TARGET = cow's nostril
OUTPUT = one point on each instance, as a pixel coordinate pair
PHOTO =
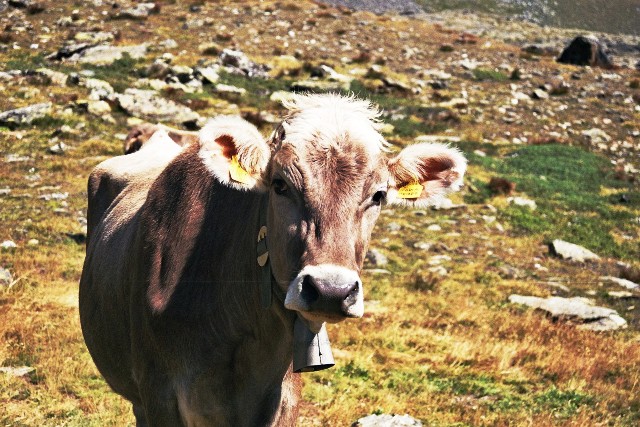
(351, 296)
(309, 292)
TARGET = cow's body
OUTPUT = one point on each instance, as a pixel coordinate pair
(169, 297)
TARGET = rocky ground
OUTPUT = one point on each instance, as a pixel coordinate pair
(554, 155)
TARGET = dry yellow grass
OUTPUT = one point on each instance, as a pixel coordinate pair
(448, 350)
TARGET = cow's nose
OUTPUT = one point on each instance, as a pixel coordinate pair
(328, 291)
(320, 295)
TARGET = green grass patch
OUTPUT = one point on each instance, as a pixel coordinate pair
(563, 404)
(485, 74)
(22, 60)
(566, 183)
(120, 74)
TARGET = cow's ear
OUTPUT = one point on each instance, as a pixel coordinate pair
(422, 173)
(235, 152)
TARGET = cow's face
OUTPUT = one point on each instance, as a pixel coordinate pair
(327, 175)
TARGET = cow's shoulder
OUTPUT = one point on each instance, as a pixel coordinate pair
(111, 177)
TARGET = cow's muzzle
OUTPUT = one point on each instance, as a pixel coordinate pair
(326, 292)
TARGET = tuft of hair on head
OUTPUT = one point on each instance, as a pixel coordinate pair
(349, 108)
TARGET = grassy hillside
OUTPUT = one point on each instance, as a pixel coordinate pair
(439, 339)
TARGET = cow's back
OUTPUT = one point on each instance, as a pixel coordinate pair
(118, 188)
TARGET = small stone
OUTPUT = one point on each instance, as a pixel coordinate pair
(98, 108)
(622, 294)
(394, 226)
(209, 74)
(58, 149)
(6, 278)
(386, 420)
(105, 55)
(585, 50)
(319, 86)
(596, 136)
(575, 309)
(571, 251)
(425, 246)
(229, 91)
(521, 201)
(8, 244)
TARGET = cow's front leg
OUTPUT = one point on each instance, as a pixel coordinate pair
(159, 402)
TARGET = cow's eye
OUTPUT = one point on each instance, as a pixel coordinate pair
(378, 198)
(279, 186)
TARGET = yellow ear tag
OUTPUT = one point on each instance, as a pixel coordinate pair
(238, 173)
(412, 190)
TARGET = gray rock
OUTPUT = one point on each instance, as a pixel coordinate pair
(56, 77)
(376, 258)
(6, 278)
(93, 37)
(521, 201)
(394, 226)
(146, 104)
(585, 50)
(25, 115)
(386, 420)
(209, 74)
(59, 148)
(571, 251)
(628, 284)
(239, 63)
(575, 309)
(229, 91)
(69, 50)
(138, 12)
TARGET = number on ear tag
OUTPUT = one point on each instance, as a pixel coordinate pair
(410, 191)
(238, 173)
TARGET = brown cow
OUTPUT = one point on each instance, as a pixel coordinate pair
(170, 299)
(140, 134)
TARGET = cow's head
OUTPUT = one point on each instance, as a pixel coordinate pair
(327, 175)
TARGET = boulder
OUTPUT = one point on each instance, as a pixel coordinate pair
(25, 115)
(386, 420)
(628, 284)
(521, 201)
(576, 309)
(140, 11)
(571, 251)
(585, 50)
(312, 85)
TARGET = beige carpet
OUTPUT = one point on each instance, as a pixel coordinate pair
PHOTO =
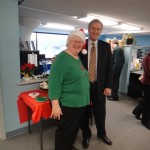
(122, 128)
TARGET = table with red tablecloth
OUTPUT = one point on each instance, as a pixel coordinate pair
(29, 108)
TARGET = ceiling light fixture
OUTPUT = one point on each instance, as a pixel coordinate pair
(105, 21)
(109, 22)
(127, 27)
(59, 26)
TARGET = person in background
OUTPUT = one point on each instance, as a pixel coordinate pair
(100, 84)
(118, 62)
(69, 91)
(146, 89)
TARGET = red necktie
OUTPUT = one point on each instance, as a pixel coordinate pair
(92, 63)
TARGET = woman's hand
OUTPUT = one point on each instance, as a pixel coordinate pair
(107, 92)
(56, 110)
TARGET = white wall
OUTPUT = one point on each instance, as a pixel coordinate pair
(10, 64)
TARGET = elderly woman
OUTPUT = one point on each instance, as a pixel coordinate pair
(68, 91)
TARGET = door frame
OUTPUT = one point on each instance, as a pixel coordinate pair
(2, 125)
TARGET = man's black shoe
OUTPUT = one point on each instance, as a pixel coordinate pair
(85, 143)
(106, 140)
(112, 99)
(136, 116)
(147, 125)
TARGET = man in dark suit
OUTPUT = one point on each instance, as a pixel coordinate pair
(101, 86)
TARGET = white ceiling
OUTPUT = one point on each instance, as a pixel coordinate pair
(135, 12)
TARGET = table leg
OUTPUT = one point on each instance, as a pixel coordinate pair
(41, 134)
(29, 126)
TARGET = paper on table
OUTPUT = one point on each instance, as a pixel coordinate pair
(32, 58)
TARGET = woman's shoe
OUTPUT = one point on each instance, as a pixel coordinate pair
(147, 125)
(73, 148)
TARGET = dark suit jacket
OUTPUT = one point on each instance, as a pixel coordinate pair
(104, 66)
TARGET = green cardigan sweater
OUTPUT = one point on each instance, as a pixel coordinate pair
(68, 81)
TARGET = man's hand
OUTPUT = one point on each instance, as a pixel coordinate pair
(56, 110)
(107, 91)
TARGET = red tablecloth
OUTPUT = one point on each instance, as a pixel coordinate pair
(39, 109)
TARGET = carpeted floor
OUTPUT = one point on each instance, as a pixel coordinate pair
(122, 128)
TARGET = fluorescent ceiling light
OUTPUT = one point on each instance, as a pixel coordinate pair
(127, 27)
(59, 26)
(105, 21)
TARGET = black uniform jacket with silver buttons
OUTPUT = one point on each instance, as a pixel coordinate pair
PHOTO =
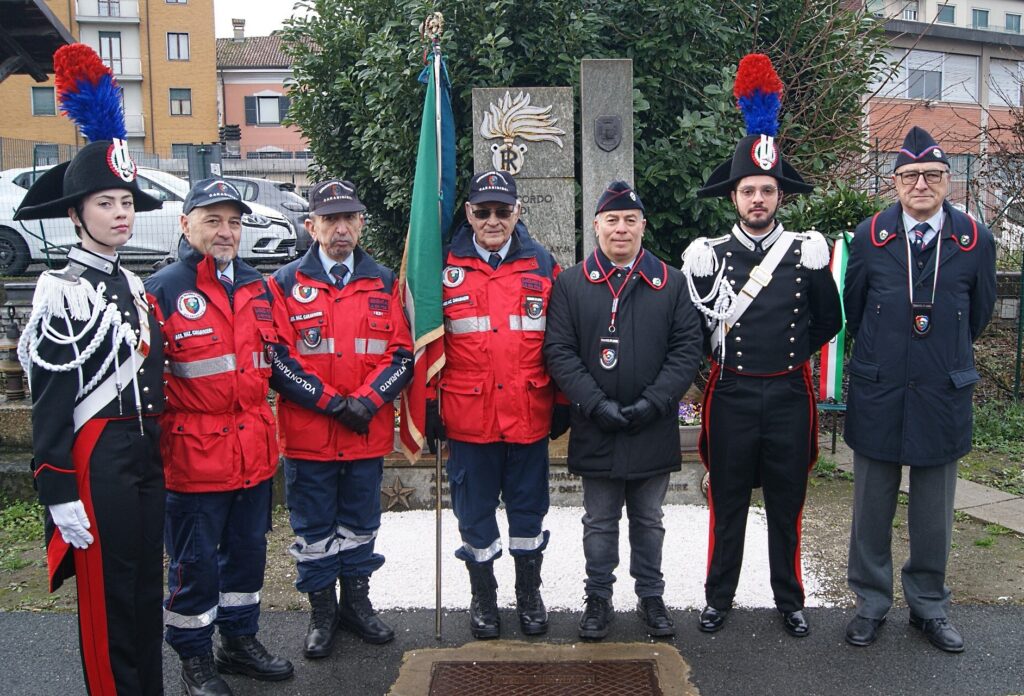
(788, 320)
(54, 394)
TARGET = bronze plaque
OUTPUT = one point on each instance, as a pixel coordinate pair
(603, 678)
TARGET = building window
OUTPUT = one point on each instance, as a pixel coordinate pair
(110, 51)
(109, 8)
(177, 46)
(925, 84)
(42, 101)
(180, 101)
(265, 111)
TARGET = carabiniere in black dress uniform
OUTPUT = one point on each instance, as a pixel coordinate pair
(94, 356)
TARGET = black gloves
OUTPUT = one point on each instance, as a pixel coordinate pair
(640, 414)
(608, 416)
(354, 416)
(559, 420)
(435, 428)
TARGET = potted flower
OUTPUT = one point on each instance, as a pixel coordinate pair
(689, 425)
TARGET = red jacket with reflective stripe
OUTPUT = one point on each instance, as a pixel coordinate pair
(355, 339)
(495, 387)
(217, 428)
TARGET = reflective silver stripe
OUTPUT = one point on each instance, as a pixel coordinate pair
(520, 322)
(325, 347)
(183, 621)
(238, 599)
(484, 555)
(196, 368)
(468, 324)
(370, 346)
(313, 552)
(349, 539)
(525, 544)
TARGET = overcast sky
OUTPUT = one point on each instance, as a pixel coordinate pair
(261, 16)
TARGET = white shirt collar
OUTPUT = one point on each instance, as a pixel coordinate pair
(485, 255)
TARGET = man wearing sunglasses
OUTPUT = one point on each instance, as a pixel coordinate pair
(496, 400)
(920, 289)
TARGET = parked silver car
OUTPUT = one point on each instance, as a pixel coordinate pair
(282, 197)
(266, 235)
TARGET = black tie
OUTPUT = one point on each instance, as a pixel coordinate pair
(339, 272)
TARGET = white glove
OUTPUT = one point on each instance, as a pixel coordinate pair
(73, 523)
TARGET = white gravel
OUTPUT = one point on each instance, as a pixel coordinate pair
(407, 580)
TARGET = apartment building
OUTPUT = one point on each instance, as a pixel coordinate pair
(163, 55)
(957, 71)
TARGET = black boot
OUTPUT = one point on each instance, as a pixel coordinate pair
(483, 619)
(200, 678)
(528, 603)
(246, 655)
(356, 614)
(323, 622)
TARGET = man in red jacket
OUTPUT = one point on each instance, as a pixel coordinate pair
(218, 442)
(340, 312)
(497, 398)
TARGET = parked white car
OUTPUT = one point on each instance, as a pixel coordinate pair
(266, 235)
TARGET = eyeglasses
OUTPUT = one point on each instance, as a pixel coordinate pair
(484, 213)
(931, 176)
(766, 191)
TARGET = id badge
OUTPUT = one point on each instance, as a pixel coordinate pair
(609, 353)
(922, 318)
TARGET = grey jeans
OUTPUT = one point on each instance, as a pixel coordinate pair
(603, 499)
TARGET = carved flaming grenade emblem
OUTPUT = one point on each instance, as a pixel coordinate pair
(515, 118)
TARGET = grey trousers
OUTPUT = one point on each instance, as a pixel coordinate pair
(930, 514)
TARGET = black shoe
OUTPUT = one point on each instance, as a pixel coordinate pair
(861, 631)
(655, 617)
(356, 614)
(200, 678)
(246, 655)
(484, 621)
(795, 623)
(528, 603)
(597, 614)
(939, 633)
(712, 619)
(323, 623)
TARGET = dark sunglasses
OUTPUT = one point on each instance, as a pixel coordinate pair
(484, 213)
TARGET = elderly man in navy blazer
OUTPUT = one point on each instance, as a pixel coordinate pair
(920, 289)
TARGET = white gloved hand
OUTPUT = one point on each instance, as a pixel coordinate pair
(73, 523)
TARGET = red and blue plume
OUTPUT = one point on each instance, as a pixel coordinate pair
(88, 93)
(759, 94)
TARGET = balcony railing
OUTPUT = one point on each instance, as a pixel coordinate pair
(107, 10)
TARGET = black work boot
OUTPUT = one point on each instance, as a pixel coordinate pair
(528, 603)
(200, 678)
(246, 655)
(483, 619)
(323, 622)
(356, 614)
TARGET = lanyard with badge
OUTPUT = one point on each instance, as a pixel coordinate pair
(608, 356)
(922, 311)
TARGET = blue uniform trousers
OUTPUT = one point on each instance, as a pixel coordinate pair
(335, 510)
(217, 548)
(478, 474)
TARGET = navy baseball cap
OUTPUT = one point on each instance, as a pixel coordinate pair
(334, 196)
(494, 186)
(213, 190)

**Aim of the exercise**
Beginning with the line that contains "TARGET = white gloved hand", quote each line exactly through the last line of the entries above, and nothing beyond them.

**The response**
TARGET = white gloved hand
OUTPUT = one point on each instance, as a pixel coordinate pair
(73, 523)
TARGET = red and blue plume
OUTPUT = one point on each instance, as a pixel coordinate pair
(88, 93)
(759, 94)
TARGET = balcony railing
OUTPUT = one point on each instance, as a pixel coordinate pair
(107, 10)
TARGET = black work boot
OUTPUT = one point on each instance, as a pixel coordinate pair
(528, 603)
(200, 678)
(246, 655)
(483, 619)
(323, 622)
(356, 614)
TARGET = lanyard with badge
OUTPUT = one point on each instance, as a pixel coordinate pair
(608, 356)
(922, 311)
TARGET = blue uniform trousers
OUTPUT = one point on each instance, as a pixel coordinate pair
(335, 510)
(217, 548)
(478, 474)
TARGET = navy baseball cap
OUTPUT = one point on each instance, as a pixel coordinate pair
(334, 196)
(494, 186)
(213, 190)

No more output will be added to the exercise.